- **Problem to solve**:
Rewrite the items below, swapping "interface" for "photo" and leaving everything else unchanged. Leave the pictures out.

### Records to use

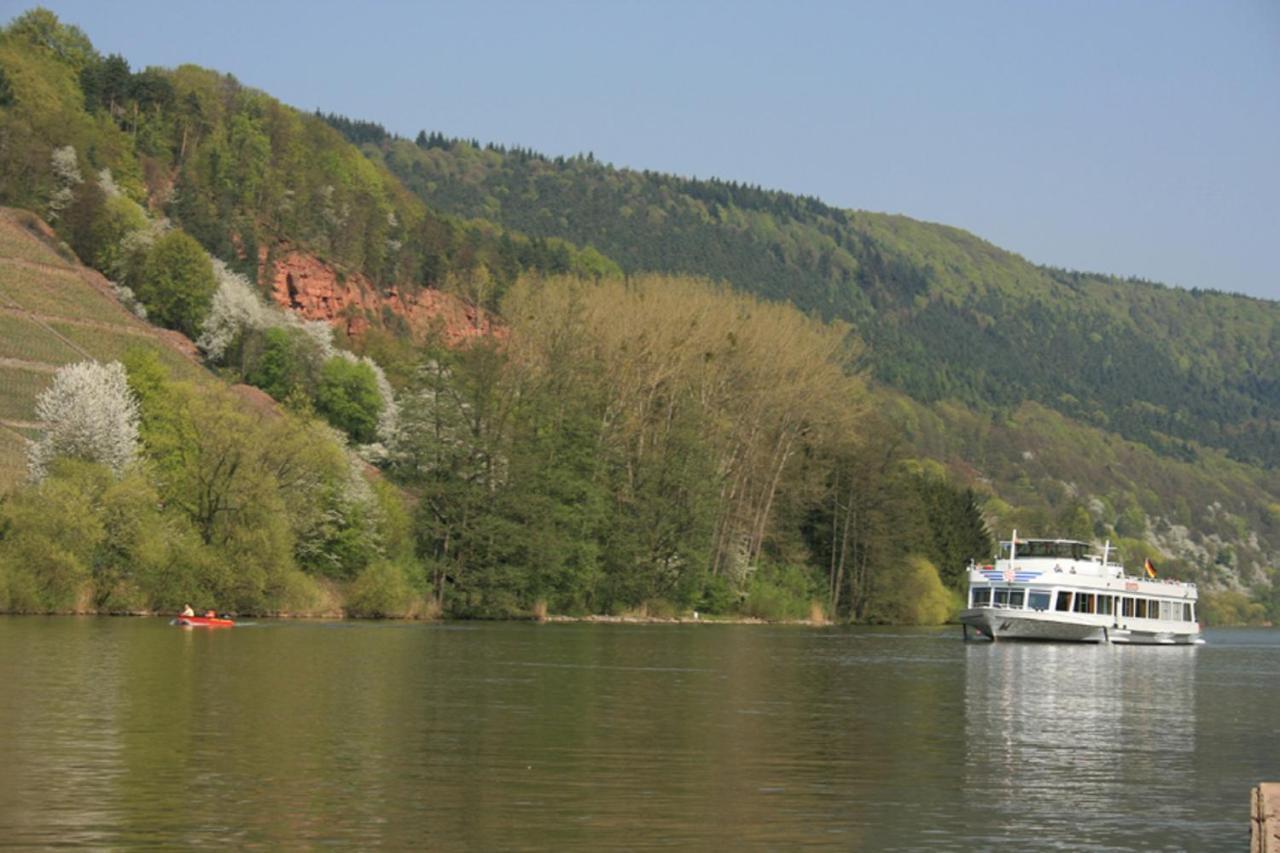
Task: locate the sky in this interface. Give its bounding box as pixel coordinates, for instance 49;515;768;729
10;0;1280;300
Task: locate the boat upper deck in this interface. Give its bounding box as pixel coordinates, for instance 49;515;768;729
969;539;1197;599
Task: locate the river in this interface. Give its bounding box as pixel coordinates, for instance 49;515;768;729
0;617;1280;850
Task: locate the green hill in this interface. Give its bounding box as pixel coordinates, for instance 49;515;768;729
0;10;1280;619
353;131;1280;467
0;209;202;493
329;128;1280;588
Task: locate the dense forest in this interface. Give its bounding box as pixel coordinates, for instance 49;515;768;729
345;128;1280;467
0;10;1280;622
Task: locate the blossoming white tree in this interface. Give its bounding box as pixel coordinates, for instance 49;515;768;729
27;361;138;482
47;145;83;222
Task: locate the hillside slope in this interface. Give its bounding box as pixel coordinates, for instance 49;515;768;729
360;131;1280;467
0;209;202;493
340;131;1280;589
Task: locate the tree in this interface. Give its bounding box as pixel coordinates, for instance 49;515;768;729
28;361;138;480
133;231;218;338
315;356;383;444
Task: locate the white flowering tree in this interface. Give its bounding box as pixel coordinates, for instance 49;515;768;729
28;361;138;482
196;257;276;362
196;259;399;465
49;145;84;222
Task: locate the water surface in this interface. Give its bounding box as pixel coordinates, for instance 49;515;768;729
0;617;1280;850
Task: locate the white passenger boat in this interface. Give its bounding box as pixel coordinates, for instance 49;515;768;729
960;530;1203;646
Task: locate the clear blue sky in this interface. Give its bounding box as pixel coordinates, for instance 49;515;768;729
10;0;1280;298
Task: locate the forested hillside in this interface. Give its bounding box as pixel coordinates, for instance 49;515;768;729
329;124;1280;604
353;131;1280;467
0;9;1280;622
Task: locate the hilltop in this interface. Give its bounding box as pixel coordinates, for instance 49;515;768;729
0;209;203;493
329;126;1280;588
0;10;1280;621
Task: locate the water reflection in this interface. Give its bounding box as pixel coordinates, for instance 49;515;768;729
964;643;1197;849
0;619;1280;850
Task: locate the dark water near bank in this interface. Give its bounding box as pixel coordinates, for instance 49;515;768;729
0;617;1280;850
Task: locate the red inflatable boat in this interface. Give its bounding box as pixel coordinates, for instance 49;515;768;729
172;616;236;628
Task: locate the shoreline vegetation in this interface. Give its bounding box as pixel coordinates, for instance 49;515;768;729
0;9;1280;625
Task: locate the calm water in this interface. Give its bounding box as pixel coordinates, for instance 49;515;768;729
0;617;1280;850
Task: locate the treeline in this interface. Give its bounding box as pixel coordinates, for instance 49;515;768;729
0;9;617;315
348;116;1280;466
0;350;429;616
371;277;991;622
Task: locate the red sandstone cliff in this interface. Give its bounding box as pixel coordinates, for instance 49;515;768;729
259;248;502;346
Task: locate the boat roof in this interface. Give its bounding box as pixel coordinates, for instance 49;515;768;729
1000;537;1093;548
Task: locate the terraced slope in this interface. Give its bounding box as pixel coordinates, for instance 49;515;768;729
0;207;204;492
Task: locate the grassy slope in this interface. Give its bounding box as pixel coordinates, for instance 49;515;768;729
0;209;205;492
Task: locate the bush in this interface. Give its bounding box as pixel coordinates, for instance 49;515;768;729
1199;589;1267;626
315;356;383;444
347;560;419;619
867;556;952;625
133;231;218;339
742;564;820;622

######

- **Worked answer**:
Task: locate the sky in this photo. Give its bounding box as pixel coordinates, for instance 49;515;768;729
10;0;1280;300
Task: locate the boat upper deck in this photo. Give its bounding box as pixel coordinates, for instance 49;515;768;729
969;539;1197;599
Task: locate the river in this photo. Give its bounding box as pixel coordinates, for instance 49;515;768;729
0;617;1280;850
Task: locate the green hill in this photo. Give its bounding box as pixel coordinates, for instance 49;515;768;729
0;10;1280;619
353;131;1280;467
0;209;202;493
329;128;1280;588
Task: locate the dense forest in this photo. Give its bounding box as pixel coordinates, for instance 49;515;768;729
345;128;1280;467
0;10;1280;622
Task: locate the blossoming white tree in this photo. Give its bounding box as pixel coordinates, for instance 49;515;768;729
27;361;138;482
47;145;83;222
Task: locate the hillside slope in this photo. Give its bounding box as pixel coordinates, for instance 49;515;768;729
360;131;1280;467
0;209;202;493
340;131;1280;589
Task: locate the tree in this photo. Give its bounding box as pixel coordinates, for instance 49;515;768;729
28;361;138;480
133;231;218;338
315;356;383;444
Task: locate the white flowering tree in this photo. Give its bounding box as pixel coordinates, for instance 49;515;768;729
28;361;138;482
196;257;276;362
196;259;399;465
49;145;84;222
Task: locate the water surface in this photo. Give its bounding box as pixel coordinates, for instance 49;515;768;729
0;617;1280;850
Task: locate the white passenger boat in this photo. Give its bounding box as pixel coordinates, for instance 49;515;768;729
960;530;1203;646
Task: locate the clear blue sky in this photo. Give its bounding box as pixel coordinates, for instance 49;515;768;729
10;0;1280;298
Task: locate the forested hillside in this photo. Give its bounding box as pixel coordinates, for instance 49;515;768;729
329;124;1280;604
353;131;1280;467
0;9;1280;622
Task: locate the hilltop in this photo. Give its bounding box as pixel coordinates, for instance 49;515;768;729
0;209;203;493
329;126;1280;588
0;10;1280;621
Task: locate the water reflection in this photo. Give its bounding box as pixel coordinates, for instance 49;515;768;729
964;643;1197;849
0;619;1280;850
Task: locate the dark water near bank in this photo. Give its bounding box as pixel coordinates, for instance 49;515;768;729
0;617;1280;850
Task: locate the red inflatable boat in this photo. Give its bounding box as pixel coordinates, for instance 49;515;768;729
172;616;236;628
Task: locate the shoreline vegetation in this photo. Give its bounding box as pixel coordinates, for instance 49;515;768;729
0;9;1280;625
Task: locate the calm water in this photo. Give its bounding box as pixel coordinates, for instance 49;515;768;729
0;617;1280;850
Task: locate the treeline in this photo. Give its bounding box as pixel coordinates, for instance 49;515;768;729
0;9;617;315
348;116;1280;466
0;350;429;616
371;277;991;622
Task: locate the red sandstone cliff in this photo. Give its bounding box as pixel coordinates, for instance 49;515;768;729
259;248;502;346
Task: locate the boat roof in this photo. Give its bounding box as pixel coordinates, for instance 49;515;768;729
1000;537;1093;548
Task: locate the terraced slope in this photo. Give its bounding box as pixel coordinates, for instance 49;515;768;729
0;207;204;492
Task: locate the grassy slope in this photo. Give its bounding box as pixel coordinates, for instance 49;515;768;729
0;209;205;492
Task: locate the bush in this photo. Give its bounding box as pixel coordinates, for instance 49;515;768;729
1199;589;1267;626
315;356;383;444
347;560;419;619
867;556;952;625
133;231;218;339
742;564;820;622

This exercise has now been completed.